Extract provided START

My question is, whether the following code is valid:
template<int i> class Class
{
static_assert(sizeof(i) == 0, "Class instantiated with i != 1");
};
template<> class Class<1> {};
This snippet compiles with g++
. But clang++
is trapped by the static_assert
:
error: static_assert failed "Class instantiated with non-int type"
A template that uses a type instead of an int
like
template<typename T> class Class
{
static_assert(sizeof(T) == 0, "Class instantiated with non-int type");
};
template<> class Class<int> {};
is accepted by both compilers. Exactly the same pattern applies to function templates.
I found open-std.org::Non-dependent static_assert-declarations, but that does not seem to apply, because my static_assert
is dependent on the template parameter.
You may check the described behavior on godbolt.org
EDIT: As Johan Lundberg points out in the comment my question is wrong. Indeed sizeof(i)
does not depend on the template parameter. Also R.Sahu is completely right: It would make much more sense to assert i != 1
. For this again both compilers accept the code.

Extract provided END

### What is being asked
Print the full question about the static_assert in a class template, word for word.

Recorded information START

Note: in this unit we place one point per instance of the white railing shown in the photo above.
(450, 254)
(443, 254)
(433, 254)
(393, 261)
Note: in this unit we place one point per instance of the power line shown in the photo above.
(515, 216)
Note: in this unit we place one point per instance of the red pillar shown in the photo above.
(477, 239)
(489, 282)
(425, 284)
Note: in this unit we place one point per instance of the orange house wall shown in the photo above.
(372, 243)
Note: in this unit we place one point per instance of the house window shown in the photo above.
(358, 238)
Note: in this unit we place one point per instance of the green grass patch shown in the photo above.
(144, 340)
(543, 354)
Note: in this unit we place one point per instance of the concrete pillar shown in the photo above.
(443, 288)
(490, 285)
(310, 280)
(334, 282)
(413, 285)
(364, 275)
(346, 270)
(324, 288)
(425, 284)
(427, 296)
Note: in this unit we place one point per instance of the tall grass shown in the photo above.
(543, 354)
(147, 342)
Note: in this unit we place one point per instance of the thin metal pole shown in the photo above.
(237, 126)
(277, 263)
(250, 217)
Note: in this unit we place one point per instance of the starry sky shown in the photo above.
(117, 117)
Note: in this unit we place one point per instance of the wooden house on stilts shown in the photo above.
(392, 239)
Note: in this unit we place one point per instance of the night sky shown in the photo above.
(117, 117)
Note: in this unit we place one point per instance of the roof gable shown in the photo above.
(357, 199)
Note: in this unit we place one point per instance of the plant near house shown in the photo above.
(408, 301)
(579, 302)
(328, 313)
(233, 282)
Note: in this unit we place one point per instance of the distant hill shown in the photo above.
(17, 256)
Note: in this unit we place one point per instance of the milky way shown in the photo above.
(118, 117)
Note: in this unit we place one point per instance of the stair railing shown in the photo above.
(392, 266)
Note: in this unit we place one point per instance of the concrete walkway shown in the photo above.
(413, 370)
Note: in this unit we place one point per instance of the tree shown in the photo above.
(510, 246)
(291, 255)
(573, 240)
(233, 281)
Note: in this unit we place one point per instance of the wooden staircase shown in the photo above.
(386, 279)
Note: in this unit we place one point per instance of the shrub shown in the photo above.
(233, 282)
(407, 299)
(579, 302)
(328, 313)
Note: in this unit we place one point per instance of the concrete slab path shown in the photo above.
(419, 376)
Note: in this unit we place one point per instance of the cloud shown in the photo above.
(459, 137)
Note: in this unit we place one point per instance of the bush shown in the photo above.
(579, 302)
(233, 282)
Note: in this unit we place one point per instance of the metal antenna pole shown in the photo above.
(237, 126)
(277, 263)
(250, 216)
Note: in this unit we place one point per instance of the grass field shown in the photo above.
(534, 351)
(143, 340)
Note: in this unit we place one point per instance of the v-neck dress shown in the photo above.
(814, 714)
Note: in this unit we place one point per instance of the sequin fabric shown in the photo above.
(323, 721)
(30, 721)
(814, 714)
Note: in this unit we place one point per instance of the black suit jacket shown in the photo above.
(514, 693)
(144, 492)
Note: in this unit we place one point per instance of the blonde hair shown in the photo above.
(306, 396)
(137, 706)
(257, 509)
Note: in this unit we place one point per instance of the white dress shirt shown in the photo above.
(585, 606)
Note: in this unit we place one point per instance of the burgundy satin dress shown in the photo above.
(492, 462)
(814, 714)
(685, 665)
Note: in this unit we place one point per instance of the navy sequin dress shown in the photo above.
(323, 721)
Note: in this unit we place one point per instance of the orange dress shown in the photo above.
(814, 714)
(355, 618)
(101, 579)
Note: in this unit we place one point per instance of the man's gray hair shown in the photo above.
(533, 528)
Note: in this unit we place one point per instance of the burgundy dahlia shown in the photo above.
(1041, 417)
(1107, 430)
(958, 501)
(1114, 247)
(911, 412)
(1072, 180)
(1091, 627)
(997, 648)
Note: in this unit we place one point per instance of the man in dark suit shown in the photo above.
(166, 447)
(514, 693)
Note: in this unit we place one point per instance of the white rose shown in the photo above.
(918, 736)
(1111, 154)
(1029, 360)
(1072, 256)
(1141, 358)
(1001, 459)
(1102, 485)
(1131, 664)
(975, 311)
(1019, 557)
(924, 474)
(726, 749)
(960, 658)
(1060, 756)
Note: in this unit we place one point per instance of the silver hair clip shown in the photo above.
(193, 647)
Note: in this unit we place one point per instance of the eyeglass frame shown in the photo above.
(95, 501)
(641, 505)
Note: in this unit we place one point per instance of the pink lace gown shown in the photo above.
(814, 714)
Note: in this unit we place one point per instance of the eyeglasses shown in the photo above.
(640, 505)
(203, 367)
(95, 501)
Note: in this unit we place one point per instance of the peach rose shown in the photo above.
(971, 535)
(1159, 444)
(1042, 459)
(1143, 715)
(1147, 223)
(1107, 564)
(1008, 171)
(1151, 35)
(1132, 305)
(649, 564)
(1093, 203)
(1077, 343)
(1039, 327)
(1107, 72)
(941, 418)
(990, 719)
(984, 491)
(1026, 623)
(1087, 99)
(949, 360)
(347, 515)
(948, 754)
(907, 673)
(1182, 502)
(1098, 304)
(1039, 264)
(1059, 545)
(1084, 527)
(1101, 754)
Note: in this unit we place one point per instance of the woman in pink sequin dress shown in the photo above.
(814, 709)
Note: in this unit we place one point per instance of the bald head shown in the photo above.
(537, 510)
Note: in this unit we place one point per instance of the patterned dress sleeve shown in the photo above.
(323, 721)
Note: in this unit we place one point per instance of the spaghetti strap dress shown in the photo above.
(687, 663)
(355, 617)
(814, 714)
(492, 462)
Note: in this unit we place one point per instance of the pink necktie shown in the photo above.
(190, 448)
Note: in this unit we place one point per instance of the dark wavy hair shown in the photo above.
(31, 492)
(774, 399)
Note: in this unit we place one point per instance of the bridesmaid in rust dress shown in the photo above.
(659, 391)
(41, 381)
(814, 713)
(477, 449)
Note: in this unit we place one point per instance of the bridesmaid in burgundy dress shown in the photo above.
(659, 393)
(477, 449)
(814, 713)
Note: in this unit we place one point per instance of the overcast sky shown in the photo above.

Recorded information END

### Solved problem
My question is, whether the following code is valid:
template<int i> class Class
{
static_assert(sizeof(i) == 0, "Class instantiated with i != 1");
};
template<> class Class<1> {};
This snippet compiles with g++
. But clang++
is trapped by the static_assert
:
error: static_assert failed "Class instantiated with non-int type"
A template that uses a type instead of an int
like
template<typename T> class Class
{
static_assert(sizeof(T) == 0, "Class instantiated with non-int type");
};
template<> class Class<int> {};
is accepted by both compilers. Exactly the same pattern applies to function templates.
I found open-std.org::Non-dependent static_assert-declarations, but that does not seem to apply, because my static_assert
is dependent on the template parameter.
You may check the described behavior on godbolt.org
EDIT: As Johan Lundberg points out in the comment my question is wrong. Indeed sizeof(i)
does not depend on the template parameter. Also R.Sahu is completely right: It would make much more sense to assert i != 1
. For this again both compilers accept the code.